** Opening Source records block **

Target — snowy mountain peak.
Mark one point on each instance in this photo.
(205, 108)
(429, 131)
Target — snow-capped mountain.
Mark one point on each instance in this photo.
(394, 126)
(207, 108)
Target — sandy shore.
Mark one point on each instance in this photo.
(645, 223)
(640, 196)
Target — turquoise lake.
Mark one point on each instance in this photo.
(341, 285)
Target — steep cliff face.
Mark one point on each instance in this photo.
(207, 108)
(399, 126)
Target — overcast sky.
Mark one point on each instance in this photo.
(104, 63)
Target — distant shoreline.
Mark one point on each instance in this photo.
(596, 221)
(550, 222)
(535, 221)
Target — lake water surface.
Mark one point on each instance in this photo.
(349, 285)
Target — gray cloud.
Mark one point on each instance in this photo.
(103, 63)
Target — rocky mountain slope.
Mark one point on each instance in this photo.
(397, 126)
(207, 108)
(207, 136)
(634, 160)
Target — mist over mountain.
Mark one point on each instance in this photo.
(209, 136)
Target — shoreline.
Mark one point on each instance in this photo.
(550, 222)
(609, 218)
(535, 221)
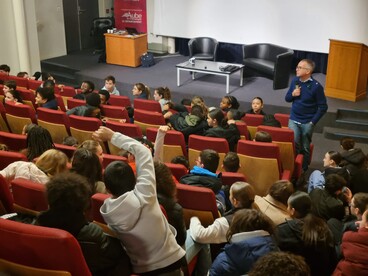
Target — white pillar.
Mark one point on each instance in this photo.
(21, 35)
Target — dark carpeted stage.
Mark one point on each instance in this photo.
(211, 88)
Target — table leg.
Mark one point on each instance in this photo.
(177, 76)
(227, 84)
(241, 76)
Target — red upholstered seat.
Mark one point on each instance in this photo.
(148, 105)
(197, 143)
(41, 247)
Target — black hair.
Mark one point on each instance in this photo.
(39, 140)
(119, 178)
(46, 93)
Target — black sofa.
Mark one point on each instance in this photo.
(270, 61)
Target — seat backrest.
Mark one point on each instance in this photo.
(252, 121)
(206, 45)
(197, 143)
(108, 158)
(199, 202)
(283, 119)
(228, 178)
(6, 197)
(34, 84)
(114, 112)
(145, 119)
(15, 142)
(71, 103)
(174, 143)
(41, 247)
(8, 157)
(18, 116)
(117, 100)
(29, 197)
(21, 82)
(177, 170)
(261, 163)
(55, 121)
(284, 138)
(148, 105)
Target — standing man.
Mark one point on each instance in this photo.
(308, 106)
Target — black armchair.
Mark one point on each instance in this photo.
(204, 48)
(269, 60)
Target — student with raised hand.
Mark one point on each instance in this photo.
(249, 238)
(110, 85)
(257, 107)
(68, 195)
(241, 197)
(133, 211)
(221, 128)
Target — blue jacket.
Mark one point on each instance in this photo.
(311, 105)
(238, 257)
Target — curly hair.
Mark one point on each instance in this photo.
(39, 140)
(280, 263)
(246, 220)
(87, 164)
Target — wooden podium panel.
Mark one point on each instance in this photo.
(347, 70)
(125, 49)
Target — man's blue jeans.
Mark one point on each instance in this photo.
(303, 138)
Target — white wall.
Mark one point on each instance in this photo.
(50, 28)
(297, 24)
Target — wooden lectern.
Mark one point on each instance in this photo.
(347, 71)
(125, 49)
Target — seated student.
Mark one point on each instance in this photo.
(307, 235)
(38, 141)
(189, 123)
(330, 201)
(11, 94)
(141, 91)
(274, 204)
(241, 197)
(257, 106)
(263, 136)
(50, 163)
(280, 263)
(87, 87)
(45, 98)
(133, 209)
(229, 102)
(331, 163)
(219, 127)
(90, 109)
(249, 238)
(351, 158)
(87, 164)
(231, 162)
(68, 196)
(104, 96)
(163, 96)
(110, 85)
(354, 249)
(204, 175)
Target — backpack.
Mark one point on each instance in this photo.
(147, 60)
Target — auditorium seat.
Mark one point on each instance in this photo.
(197, 143)
(261, 163)
(40, 248)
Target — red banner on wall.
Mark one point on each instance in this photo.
(131, 13)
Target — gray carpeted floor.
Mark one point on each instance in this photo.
(211, 88)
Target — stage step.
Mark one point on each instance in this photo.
(338, 133)
(63, 74)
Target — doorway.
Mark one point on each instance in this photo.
(78, 17)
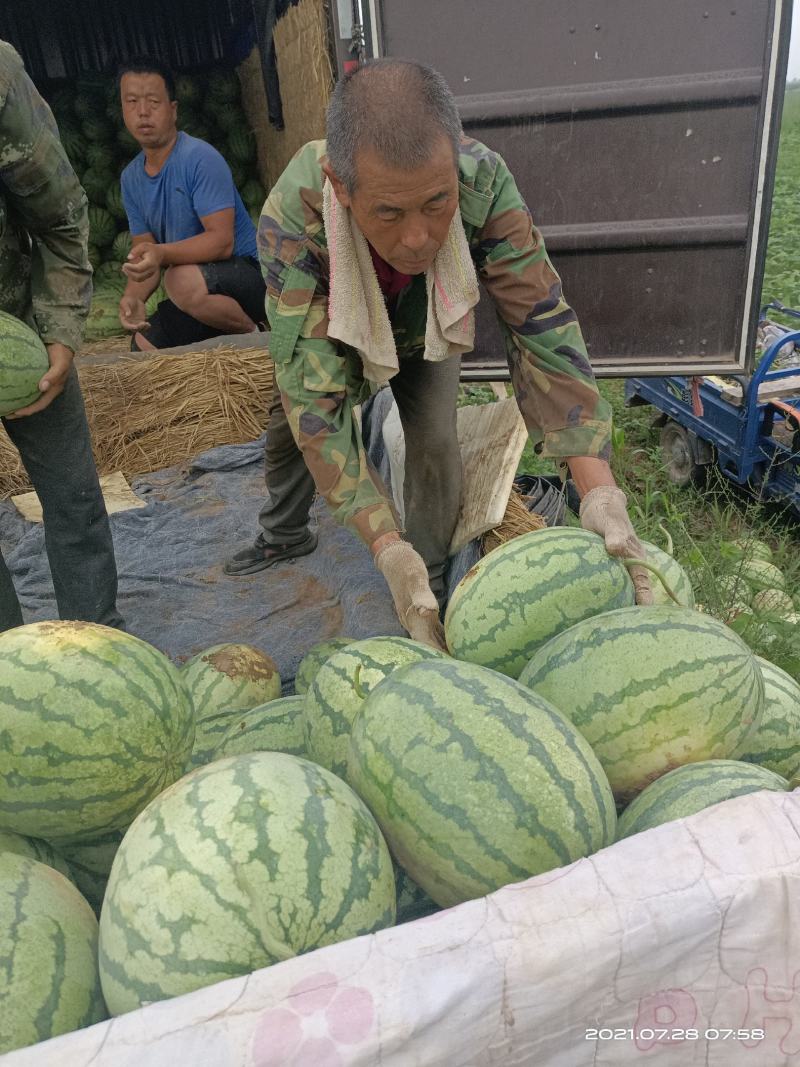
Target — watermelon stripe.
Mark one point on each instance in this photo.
(529, 589)
(251, 855)
(49, 982)
(651, 688)
(482, 824)
(690, 789)
(95, 723)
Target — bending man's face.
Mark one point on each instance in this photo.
(404, 215)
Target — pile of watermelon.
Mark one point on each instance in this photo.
(216, 826)
(99, 147)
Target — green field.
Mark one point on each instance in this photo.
(699, 521)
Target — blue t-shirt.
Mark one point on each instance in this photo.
(194, 181)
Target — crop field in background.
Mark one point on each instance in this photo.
(699, 523)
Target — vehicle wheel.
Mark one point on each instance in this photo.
(677, 455)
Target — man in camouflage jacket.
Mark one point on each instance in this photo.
(393, 139)
(46, 280)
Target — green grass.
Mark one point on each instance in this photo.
(702, 524)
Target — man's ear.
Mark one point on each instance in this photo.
(341, 194)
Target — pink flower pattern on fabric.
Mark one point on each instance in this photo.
(318, 1017)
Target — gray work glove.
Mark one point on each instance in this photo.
(604, 511)
(415, 604)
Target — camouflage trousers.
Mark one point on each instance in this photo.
(426, 395)
(56, 448)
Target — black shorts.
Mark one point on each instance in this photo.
(239, 277)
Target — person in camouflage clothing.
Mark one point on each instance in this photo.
(398, 161)
(46, 280)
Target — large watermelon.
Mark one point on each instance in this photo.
(337, 693)
(412, 902)
(314, 659)
(33, 848)
(673, 573)
(528, 590)
(274, 727)
(690, 789)
(245, 862)
(651, 688)
(24, 361)
(93, 725)
(230, 677)
(475, 780)
(49, 982)
(776, 743)
(90, 864)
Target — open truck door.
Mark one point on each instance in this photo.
(643, 137)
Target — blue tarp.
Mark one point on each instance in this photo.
(173, 592)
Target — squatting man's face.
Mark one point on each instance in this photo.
(404, 215)
(149, 115)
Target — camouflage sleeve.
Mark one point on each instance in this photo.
(553, 379)
(45, 196)
(320, 382)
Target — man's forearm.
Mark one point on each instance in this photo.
(205, 248)
(588, 472)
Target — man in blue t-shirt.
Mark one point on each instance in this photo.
(187, 220)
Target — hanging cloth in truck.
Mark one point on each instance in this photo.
(268, 12)
(59, 40)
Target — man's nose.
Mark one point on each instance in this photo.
(415, 235)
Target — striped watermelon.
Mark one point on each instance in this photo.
(475, 780)
(338, 689)
(412, 902)
(690, 789)
(651, 688)
(93, 725)
(49, 982)
(22, 363)
(528, 590)
(314, 659)
(673, 573)
(34, 849)
(242, 863)
(90, 864)
(230, 677)
(776, 743)
(274, 727)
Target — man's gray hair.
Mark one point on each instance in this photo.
(396, 108)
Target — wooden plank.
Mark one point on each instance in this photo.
(492, 438)
(116, 493)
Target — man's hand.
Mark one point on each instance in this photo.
(604, 511)
(53, 381)
(133, 314)
(144, 261)
(415, 604)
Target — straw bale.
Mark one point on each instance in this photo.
(148, 412)
(306, 76)
(516, 521)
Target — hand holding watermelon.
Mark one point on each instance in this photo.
(604, 511)
(51, 383)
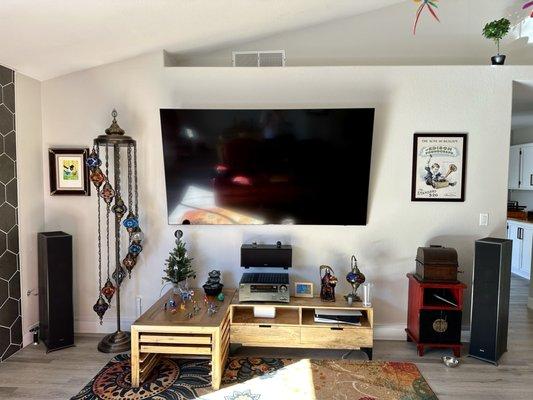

** Closing Source records block **

Problem ▸ Reproduce only the lines above, starting at the line with "Target — blue jacket." and ending at the line with "Target — auditorium seat.", exactly as written.

Response to this task ▸
Target — blue jacket.
Mark one point on each instance in this photo.
(311, 105)
(238, 257)
Target — curly hair.
Mark one point on each instance in this photo.
(39, 140)
(280, 263)
(246, 220)
(87, 164)
Target — wooden podium panel.
Mark one point on each instance in this photo.
(347, 70)
(125, 49)
Target — man's blue jeans.
Mark one point on each instance in this photo.
(303, 138)
Target — white wall.
Mark one point on each instance in this photo.
(50, 28)
(297, 24)
Target — wooden lectern.
Mark one point on each instance in this photo.
(347, 71)
(125, 49)
Target — seated student.
Mark one point on each instance in this photo.
(307, 235)
(38, 141)
(189, 123)
(330, 201)
(11, 94)
(141, 91)
(274, 204)
(241, 197)
(257, 106)
(263, 136)
(50, 163)
(280, 263)
(87, 87)
(45, 98)
(133, 209)
(229, 102)
(331, 163)
(219, 127)
(90, 109)
(249, 238)
(351, 158)
(87, 164)
(231, 162)
(68, 196)
(104, 96)
(163, 96)
(110, 85)
(354, 249)
(204, 175)
Target — backpack.
Mark one point on each instance in this photo.
(147, 60)
Target — auditorium seat.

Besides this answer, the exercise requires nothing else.